:: DATASET ROWS
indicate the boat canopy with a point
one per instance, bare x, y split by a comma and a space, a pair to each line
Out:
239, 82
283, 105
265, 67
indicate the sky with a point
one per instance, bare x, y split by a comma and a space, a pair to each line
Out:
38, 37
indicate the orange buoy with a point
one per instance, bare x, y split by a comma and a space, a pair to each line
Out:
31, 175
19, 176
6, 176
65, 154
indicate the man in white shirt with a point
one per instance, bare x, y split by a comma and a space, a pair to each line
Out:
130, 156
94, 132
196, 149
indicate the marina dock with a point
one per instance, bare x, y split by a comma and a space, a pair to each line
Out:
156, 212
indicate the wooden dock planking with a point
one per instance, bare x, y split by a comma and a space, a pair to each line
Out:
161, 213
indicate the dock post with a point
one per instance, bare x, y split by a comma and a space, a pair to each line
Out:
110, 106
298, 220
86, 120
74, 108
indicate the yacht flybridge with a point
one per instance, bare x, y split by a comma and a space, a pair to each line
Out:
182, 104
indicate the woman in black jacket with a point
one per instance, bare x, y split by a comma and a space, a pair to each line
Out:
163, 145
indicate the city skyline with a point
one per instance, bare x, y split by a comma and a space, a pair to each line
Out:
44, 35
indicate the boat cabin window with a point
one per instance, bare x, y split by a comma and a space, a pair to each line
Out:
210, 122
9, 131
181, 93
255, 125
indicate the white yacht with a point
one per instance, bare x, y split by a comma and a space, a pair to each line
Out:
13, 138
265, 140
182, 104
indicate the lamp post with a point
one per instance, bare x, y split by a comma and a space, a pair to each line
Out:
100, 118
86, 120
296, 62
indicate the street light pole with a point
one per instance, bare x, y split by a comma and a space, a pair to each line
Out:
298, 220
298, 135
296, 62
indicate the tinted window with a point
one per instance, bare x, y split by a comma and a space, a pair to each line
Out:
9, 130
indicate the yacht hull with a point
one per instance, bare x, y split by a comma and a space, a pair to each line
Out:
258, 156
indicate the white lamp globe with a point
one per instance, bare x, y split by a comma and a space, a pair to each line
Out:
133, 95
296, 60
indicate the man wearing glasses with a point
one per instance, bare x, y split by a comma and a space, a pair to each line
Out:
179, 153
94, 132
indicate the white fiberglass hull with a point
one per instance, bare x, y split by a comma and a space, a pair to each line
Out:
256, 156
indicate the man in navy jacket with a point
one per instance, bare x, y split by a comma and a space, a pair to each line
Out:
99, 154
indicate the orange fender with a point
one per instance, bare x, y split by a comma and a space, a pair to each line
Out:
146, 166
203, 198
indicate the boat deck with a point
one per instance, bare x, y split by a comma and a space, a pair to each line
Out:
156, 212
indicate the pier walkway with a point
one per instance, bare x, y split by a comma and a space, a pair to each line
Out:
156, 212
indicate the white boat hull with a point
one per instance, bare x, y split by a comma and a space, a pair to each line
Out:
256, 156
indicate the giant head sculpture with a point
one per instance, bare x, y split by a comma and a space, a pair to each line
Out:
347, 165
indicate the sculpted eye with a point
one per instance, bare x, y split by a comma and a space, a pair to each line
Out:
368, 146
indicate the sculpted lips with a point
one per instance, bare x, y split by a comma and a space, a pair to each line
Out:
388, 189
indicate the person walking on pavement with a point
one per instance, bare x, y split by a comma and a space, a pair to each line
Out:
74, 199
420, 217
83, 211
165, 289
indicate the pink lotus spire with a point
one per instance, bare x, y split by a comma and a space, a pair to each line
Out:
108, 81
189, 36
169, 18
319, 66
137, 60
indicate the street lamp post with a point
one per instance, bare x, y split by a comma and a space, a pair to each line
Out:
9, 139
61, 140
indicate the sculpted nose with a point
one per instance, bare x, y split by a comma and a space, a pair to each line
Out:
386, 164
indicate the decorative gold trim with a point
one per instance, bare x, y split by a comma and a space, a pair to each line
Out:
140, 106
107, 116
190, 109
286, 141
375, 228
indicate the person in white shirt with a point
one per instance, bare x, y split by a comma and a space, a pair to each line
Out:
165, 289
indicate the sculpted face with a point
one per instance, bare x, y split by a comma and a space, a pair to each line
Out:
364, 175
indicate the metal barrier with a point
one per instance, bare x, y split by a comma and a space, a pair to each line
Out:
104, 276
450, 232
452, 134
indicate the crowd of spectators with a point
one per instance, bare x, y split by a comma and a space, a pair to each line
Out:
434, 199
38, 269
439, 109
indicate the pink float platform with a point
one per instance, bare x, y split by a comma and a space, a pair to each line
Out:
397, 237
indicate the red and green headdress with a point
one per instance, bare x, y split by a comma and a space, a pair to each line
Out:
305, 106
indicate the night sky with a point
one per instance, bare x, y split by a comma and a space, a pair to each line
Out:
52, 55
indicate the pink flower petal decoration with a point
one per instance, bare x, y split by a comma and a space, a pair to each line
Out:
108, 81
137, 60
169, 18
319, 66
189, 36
::::
Reproduce the data from the line containing "indicate the red" up to and including the final line, requests included, offsetting every coordinate in the answers by 91 and leaving all other text unchanged.

indicate the red and green headdress with a point
one per instance, bare x, y split by a comma and a space, a pair to each line
Out:
396, 197
indicate the night sky with a point
one per instance, bare x, y split by a comma and a space, a pair to each line
Out:
143, 146
indicate the pink flower petal decoration with a point
one per instance, bare x, y split by a comma and a space, a pair to each line
Out:
199, 172
228, 151
260, 109
410, 157
280, 127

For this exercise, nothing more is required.